*WORK TO DO:*
Copy out, word for word, the stretch of the records from the line containing "Prompt: place one marker on each instance of the shirt" through the end of the records.

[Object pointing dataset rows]
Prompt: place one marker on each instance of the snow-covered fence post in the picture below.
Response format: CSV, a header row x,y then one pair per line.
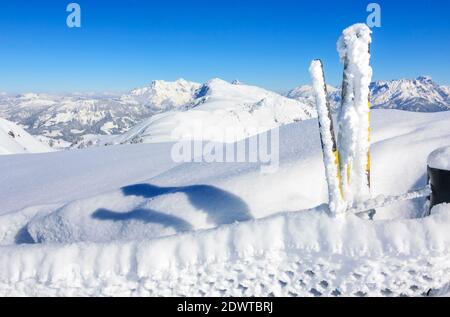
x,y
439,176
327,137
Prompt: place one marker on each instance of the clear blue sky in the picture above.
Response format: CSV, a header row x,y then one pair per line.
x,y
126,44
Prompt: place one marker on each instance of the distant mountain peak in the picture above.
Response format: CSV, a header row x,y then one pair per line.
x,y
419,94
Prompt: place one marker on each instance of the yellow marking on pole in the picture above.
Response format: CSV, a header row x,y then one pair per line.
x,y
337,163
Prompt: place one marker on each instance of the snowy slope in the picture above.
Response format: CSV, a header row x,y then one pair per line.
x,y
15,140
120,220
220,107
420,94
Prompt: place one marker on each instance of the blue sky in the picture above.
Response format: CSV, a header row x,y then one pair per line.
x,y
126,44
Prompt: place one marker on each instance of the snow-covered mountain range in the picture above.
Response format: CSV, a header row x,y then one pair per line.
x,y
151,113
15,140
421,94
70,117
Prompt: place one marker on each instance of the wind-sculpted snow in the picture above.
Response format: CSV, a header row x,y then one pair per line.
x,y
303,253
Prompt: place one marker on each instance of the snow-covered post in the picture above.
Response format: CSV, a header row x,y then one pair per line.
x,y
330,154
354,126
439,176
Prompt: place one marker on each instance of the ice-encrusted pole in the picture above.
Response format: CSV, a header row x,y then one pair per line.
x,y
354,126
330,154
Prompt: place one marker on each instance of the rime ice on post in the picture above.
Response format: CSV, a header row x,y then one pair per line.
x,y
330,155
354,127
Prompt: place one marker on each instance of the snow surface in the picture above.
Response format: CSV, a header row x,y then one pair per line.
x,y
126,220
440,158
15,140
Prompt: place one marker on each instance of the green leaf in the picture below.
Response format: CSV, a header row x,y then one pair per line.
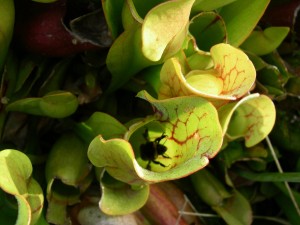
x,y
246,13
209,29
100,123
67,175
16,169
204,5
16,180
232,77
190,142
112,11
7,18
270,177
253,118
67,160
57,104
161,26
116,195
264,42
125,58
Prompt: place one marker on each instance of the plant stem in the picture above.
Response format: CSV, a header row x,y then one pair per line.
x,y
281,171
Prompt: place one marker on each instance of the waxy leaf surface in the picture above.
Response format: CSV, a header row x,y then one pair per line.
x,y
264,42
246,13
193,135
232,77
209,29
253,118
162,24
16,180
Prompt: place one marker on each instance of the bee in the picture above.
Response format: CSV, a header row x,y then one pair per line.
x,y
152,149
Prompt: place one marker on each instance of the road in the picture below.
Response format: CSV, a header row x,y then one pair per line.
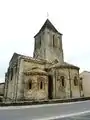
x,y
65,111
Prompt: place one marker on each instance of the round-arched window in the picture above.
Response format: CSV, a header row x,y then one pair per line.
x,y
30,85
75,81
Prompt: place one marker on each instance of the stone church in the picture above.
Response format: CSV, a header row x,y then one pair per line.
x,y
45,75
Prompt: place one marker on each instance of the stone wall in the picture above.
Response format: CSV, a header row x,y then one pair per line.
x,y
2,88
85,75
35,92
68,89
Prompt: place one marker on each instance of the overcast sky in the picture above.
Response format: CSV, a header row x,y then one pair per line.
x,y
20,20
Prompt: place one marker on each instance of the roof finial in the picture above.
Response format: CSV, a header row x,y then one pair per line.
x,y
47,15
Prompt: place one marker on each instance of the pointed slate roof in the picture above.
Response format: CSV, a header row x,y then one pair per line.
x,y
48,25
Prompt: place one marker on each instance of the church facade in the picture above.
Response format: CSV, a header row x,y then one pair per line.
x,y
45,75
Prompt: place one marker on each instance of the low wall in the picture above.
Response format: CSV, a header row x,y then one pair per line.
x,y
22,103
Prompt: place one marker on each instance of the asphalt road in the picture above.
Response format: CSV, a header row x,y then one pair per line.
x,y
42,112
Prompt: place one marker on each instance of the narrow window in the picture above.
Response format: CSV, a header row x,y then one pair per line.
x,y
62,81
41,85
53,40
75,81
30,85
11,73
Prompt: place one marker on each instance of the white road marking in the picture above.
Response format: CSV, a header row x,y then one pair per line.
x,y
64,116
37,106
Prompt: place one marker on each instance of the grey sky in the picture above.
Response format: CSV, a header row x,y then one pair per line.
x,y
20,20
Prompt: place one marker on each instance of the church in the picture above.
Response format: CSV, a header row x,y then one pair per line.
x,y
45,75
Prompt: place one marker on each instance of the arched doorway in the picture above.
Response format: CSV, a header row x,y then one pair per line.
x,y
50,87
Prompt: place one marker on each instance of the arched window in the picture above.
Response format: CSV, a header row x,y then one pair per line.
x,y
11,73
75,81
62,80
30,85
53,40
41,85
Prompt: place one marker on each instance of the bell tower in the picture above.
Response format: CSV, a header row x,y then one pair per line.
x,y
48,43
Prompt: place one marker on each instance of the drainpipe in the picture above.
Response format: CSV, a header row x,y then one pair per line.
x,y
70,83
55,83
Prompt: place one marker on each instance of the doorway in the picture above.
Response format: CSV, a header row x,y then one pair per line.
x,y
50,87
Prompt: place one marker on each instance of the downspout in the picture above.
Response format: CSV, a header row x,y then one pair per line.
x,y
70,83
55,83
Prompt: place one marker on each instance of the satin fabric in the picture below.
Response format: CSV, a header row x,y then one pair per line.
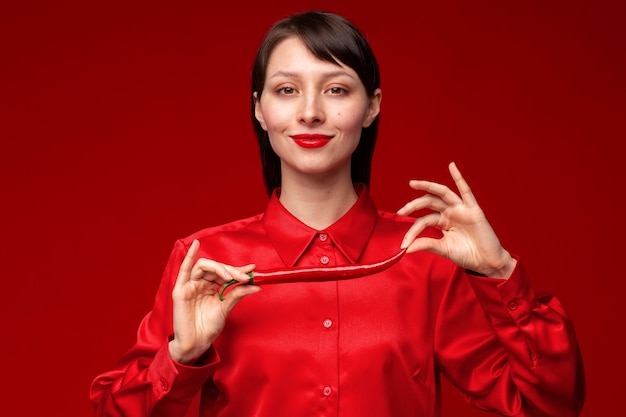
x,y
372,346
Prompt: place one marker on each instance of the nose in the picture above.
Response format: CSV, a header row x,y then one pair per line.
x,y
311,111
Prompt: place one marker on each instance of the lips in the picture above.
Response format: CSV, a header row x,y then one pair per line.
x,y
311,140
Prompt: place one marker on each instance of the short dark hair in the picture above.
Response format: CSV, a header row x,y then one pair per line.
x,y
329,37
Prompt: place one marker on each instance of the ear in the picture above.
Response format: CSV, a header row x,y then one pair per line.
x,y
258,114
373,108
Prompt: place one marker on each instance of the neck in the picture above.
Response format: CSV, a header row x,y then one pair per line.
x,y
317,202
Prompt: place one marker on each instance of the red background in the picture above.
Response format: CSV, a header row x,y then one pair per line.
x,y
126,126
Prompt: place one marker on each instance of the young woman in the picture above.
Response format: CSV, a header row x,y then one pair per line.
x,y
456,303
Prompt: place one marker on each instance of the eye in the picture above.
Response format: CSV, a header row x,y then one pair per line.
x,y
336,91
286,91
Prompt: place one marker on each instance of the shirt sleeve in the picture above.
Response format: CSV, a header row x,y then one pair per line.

*EXPECTED OUTPUT:*
Prompt: place one marker on each instance of the shirt sleeve in the picture above.
Response format: CSV, a header row x,y then one pair per line.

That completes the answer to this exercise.